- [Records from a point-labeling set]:
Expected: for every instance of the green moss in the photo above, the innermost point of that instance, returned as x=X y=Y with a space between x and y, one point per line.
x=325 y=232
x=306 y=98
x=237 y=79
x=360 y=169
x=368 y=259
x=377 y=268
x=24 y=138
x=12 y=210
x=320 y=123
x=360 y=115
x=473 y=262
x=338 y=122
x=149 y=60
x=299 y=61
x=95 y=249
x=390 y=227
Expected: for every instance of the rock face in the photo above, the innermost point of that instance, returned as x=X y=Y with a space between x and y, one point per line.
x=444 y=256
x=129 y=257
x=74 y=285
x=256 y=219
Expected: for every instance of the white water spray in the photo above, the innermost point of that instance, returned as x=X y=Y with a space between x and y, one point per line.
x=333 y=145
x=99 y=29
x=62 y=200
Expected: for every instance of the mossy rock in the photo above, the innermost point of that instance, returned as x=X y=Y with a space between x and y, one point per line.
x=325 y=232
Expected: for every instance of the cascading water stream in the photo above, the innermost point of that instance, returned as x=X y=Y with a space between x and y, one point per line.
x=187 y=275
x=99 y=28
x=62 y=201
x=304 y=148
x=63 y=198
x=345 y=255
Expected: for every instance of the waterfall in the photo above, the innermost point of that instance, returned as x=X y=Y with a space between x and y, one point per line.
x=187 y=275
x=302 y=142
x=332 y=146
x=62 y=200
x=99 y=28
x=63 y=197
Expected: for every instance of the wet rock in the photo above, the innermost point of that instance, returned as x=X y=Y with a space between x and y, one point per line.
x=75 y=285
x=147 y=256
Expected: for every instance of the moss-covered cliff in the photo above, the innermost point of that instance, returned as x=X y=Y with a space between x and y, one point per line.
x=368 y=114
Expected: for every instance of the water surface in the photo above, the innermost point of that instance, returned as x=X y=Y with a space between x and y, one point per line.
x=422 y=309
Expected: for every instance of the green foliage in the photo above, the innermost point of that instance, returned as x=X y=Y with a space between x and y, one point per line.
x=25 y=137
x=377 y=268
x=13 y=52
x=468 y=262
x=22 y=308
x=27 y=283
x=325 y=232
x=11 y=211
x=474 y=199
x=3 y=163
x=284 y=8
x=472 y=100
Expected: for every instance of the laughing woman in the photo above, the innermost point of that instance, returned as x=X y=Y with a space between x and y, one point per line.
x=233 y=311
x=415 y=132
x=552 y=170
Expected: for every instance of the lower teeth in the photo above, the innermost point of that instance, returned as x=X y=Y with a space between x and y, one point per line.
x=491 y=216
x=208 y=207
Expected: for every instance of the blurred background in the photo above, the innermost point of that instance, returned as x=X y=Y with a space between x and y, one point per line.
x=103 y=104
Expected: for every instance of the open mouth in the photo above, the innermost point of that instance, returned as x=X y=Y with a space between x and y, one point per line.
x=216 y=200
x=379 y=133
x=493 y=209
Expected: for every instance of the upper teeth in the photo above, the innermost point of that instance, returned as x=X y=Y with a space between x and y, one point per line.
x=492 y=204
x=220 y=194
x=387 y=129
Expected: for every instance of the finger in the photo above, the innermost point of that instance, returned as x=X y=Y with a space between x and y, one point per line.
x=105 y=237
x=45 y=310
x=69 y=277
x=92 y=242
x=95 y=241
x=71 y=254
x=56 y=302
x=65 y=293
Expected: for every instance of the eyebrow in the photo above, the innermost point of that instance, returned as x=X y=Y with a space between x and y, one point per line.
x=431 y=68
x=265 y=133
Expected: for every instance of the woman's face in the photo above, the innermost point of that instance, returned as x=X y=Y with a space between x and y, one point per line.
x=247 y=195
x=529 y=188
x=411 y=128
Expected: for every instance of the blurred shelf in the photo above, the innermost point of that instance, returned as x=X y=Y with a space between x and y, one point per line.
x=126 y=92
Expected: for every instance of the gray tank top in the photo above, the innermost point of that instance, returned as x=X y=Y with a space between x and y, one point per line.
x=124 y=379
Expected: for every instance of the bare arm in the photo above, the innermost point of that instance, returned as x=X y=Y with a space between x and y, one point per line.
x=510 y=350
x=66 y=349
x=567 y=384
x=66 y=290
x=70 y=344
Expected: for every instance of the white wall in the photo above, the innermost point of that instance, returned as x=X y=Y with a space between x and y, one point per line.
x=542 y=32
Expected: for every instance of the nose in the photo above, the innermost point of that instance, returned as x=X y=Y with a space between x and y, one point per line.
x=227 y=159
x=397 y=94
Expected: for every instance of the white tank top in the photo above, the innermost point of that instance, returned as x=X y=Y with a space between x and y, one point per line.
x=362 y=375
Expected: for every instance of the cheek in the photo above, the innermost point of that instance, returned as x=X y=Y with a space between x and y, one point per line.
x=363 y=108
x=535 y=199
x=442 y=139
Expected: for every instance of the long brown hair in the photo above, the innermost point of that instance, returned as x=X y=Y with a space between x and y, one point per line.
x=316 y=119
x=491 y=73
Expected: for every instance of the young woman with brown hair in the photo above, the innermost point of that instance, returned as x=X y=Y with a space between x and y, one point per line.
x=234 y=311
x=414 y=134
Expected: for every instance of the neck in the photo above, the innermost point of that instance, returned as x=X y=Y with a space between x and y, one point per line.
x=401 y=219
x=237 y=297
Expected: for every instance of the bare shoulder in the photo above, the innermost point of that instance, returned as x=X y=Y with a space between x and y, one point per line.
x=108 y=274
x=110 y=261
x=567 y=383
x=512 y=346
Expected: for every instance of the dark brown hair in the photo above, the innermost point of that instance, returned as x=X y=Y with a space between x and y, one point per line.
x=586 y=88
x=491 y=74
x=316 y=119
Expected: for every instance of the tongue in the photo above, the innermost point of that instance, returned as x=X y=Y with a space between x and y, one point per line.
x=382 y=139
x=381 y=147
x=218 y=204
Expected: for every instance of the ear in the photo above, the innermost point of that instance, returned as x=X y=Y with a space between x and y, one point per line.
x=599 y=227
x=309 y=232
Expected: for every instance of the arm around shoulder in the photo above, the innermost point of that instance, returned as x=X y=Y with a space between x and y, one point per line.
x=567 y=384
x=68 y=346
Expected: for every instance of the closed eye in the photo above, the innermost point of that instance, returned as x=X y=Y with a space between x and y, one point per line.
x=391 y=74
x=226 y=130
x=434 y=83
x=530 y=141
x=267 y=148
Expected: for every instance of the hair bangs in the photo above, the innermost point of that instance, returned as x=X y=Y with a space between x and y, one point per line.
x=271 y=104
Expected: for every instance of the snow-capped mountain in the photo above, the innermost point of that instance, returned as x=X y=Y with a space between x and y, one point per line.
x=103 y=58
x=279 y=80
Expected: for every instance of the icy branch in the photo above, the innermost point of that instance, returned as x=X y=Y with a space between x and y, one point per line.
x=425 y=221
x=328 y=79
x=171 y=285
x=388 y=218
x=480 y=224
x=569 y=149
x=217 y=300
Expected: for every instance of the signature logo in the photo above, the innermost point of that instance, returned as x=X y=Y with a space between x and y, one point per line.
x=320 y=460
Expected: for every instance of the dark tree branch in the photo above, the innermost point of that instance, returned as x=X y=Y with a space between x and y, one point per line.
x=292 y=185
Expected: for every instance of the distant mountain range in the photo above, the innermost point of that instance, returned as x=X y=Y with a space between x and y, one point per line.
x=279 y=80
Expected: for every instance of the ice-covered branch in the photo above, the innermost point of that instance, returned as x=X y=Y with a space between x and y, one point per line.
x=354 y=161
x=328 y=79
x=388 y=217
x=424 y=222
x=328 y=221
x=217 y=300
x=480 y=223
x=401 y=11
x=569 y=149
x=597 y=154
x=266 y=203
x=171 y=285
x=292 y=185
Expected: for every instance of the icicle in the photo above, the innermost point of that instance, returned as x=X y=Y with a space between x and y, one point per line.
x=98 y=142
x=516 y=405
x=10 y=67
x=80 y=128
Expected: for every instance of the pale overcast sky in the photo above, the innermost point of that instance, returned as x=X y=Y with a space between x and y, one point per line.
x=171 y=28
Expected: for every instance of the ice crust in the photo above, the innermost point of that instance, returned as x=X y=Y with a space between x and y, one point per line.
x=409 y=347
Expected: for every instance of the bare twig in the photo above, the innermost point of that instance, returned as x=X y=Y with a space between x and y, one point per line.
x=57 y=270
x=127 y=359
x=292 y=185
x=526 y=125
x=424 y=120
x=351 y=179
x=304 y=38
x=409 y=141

- [Stated goal]:
Write out the listing word for word, from its first line through the line containing "x=147 y=256", including both of those lines.

- [Full output]:
Expected: for every instance of the green moss in the photo above, the innermost point of that instance, returned as x=X y=Y with a space between x and y, one point per line.
x=325 y=232
x=306 y=98
x=237 y=79
x=360 y=169
x=368 y=259
x=377 y=268
x=24 y=138
x=12 y=210
x=320 y=123
x=360 y=115
x=473 y=262
x=338 y=122
x=149 y=60
x=299 y=61
x=95 y=249
x=390 y=227
Expected: for every instance of the rock face in the photo above, the innermost point of that instance, returned as x=X y=Y with a space between x and y, one point per line.
x=444 y=256
x=129 y=257
x=74 y=285
x=256 y=219
Expected: for every instance of the white water spray in the photo above, the innermost point of that instance, returned as x=X y=Y with a space between x and y, one point per line.
x=333 y=145
x=99 y=29
x=62 y=200
Expected: for every instance of the mossy rock in the photo above, the innermost point of that instance, returned as x=X y=Y with a space between x and y, one point per line.
x=325 y=232
Expected: for every instance of the cascading water stream in the photo above, the innermost point of that instance, returned as x=X y=Y with a space between x and y, one point per line.
x=187 y=275
x=99 y=28
x=62 y=201
x=304 y=148
x=63 y=198
x=345 y=255
Expected: for every instance of the waterfall in the photo above, the innermost point of that instance, returned as x=X y=Y with a space between x and y, one point per line.
x=187 y=275
x=302 y=142
x=332 y=146
x=62 y=200
x=99 y=28
x=63 y=197
Expected: for every instance of the wet rock in the photo above, the innermost point of that instance, returned as x=X y=Y with a space between x and y, one point per line.
x=75 y=285
x=147 y=256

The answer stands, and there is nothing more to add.